§ Instructions to follow
Starting at the line that contains "Security feed analysis: the operator needs to locate water", copy the entries below word for word through the end of the entries, leaving out the pictures.

§ Extracted records

▽

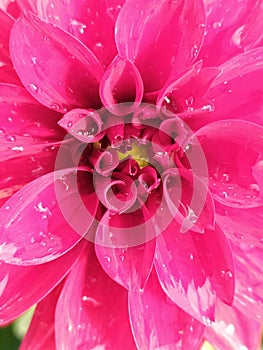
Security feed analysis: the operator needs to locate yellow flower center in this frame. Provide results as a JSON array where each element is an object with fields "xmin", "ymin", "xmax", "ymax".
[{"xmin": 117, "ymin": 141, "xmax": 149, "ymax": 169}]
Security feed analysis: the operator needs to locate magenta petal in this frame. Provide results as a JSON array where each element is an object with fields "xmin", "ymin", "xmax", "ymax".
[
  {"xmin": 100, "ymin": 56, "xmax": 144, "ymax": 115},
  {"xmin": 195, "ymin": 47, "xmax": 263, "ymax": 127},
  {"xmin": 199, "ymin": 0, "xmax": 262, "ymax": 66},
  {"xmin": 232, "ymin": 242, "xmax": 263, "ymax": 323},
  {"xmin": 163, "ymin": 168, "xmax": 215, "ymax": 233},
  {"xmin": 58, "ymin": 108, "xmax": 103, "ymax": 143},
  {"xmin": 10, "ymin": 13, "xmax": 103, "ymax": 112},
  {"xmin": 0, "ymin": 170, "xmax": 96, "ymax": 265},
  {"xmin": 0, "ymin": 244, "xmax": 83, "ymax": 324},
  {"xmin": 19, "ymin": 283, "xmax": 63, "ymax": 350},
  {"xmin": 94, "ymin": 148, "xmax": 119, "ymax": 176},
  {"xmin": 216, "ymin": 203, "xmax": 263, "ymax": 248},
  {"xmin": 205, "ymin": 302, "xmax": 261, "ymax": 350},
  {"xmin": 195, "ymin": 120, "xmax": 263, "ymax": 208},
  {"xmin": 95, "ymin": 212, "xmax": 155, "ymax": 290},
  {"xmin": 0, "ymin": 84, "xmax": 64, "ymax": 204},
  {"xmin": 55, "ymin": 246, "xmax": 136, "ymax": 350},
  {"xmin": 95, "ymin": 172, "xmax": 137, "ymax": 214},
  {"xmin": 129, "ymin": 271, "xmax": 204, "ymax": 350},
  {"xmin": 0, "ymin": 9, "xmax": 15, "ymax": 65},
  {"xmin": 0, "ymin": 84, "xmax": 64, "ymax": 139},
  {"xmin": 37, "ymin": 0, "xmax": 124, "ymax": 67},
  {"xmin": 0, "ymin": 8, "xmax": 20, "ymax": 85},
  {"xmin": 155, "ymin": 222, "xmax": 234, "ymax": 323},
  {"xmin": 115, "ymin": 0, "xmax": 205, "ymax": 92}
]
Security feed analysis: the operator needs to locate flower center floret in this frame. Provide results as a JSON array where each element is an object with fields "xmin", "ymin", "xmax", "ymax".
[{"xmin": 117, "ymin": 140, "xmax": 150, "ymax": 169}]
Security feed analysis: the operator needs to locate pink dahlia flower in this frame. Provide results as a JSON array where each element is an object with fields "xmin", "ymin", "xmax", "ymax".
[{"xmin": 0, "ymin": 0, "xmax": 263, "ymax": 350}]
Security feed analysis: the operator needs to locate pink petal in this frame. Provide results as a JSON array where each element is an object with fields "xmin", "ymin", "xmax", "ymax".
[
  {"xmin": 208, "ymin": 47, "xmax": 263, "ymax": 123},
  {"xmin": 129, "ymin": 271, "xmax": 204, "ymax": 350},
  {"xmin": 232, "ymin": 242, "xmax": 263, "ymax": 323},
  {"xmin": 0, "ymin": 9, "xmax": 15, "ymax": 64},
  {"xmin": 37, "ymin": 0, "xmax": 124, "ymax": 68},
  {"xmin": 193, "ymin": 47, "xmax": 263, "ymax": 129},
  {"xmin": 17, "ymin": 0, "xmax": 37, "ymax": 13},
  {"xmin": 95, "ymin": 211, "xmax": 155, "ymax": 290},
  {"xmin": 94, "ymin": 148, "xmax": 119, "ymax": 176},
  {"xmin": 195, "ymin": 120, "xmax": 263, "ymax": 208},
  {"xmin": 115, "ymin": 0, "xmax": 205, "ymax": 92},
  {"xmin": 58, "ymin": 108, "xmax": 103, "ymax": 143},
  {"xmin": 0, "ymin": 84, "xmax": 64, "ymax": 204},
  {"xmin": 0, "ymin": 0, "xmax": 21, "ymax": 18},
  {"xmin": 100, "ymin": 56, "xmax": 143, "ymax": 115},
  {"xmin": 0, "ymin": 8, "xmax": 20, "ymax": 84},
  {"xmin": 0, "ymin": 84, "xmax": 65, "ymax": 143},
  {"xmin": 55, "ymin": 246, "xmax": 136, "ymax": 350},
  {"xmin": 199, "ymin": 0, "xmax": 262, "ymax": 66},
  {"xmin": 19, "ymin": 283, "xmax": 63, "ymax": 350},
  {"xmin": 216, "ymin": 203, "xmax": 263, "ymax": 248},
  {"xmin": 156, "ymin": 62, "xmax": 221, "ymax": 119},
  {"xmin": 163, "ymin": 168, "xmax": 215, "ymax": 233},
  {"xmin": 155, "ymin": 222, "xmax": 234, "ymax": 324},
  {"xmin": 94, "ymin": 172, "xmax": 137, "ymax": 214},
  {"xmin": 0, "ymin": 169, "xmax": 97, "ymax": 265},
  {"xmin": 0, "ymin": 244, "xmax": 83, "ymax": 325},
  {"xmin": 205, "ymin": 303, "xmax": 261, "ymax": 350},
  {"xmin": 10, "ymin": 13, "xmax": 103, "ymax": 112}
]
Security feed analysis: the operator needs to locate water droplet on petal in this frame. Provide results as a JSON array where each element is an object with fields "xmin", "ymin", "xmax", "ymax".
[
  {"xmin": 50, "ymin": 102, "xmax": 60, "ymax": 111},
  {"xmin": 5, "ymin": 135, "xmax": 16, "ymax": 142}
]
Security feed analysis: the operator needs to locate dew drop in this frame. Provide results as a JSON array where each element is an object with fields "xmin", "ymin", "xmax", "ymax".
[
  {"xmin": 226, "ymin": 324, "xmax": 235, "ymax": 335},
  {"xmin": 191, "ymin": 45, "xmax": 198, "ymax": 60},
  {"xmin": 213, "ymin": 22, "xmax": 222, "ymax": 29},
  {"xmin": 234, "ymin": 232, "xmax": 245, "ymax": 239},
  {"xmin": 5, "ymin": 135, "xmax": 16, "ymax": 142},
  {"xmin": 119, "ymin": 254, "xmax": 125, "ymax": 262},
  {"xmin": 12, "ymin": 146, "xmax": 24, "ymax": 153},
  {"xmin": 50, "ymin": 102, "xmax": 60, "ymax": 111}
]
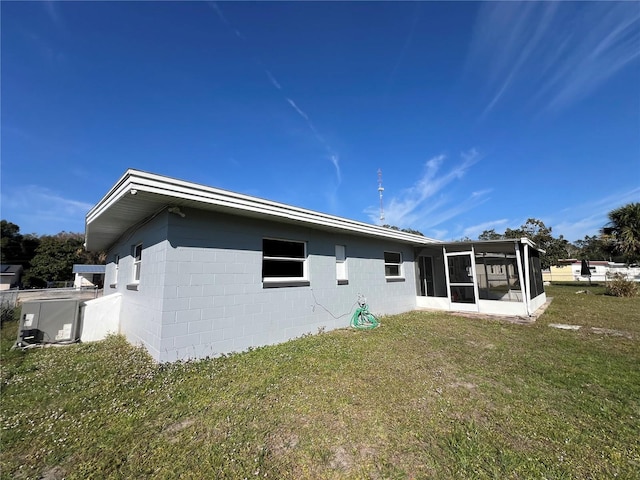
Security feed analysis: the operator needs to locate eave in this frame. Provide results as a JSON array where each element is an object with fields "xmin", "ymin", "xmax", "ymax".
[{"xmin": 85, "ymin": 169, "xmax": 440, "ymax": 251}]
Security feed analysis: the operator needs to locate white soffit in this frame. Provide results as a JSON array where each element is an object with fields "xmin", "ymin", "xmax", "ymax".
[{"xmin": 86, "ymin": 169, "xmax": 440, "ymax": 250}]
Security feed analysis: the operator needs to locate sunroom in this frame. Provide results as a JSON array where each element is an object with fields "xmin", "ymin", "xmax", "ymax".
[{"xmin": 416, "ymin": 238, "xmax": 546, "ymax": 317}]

△

§ The result
Security feed analysis: the operator needs to locate water droplet on petal in this frame. Provide results as a JSON array where each element is an object with fields "xmin", "ymin", "xmax", "ymax".
[
  {"xmin": 50, "ymin": 102, "xmax": 60, "ymax": 111},
  {"xmin": 5, "ymin": 135, "xmax": 16, "ymax": 142}
]
Security feed analysis: the operator needs to locate dew drop in this frame. Provide results as a JSON array where each element is an object with fields "xmin", "ymin", "xmax", "ymax".
[
  {"xmin": 226, "ymin": 324, "xmax": 235, "ymax": 335},
  {"xmin": 191, "ymin": 45, "xmax": 198, "ymax": 60},
  {"xmin": 213, "ymin": 22, "xmax": 222, "ymax": 29},
  {"xmin": 234, "ymin": 232, "xmax": 245, "ymax": 239},
  {"xmin": 5, "ymin": 135, "xmax": 16, "ymax": 142},
  {"xmin": 119, "ymin": 254, "xmax": 125, "ymax": 262},
  {"xmin": 12, "ymin": 146, "xmax": 24, "ymax": 153},
  {"xmin": 50, "ymin": 102, "xmax": 60, "ymax": 111}
]
Security feed analysis: the operator needs to locate eave in this frame. Provide results as a JSON array where each element is an object with fields "xmin", "ymin", "xmax", "ymax".
[{"xmin": 85, "ymin": 169, "xmax": 440, "ymax": 251}]
Security feed analysis: the operator needs to locate white soffit in this frame. Provide results as a JSON array where each element is an object with fields "xmin", "ymin", "xmax", "ymax".
[{"xmin": 86, "ymin": 169, "xmax": 440, "ymax": 250}]
Security feed analysis: the operator needs to locate sunroom in this frame. Provide results as a JSON array where each element is an object with fields "xmin", "ymin", "xmax", "ymax".
[{"xmin": 416, "ymin": 238, "xmax": 546, "ymax": 317}]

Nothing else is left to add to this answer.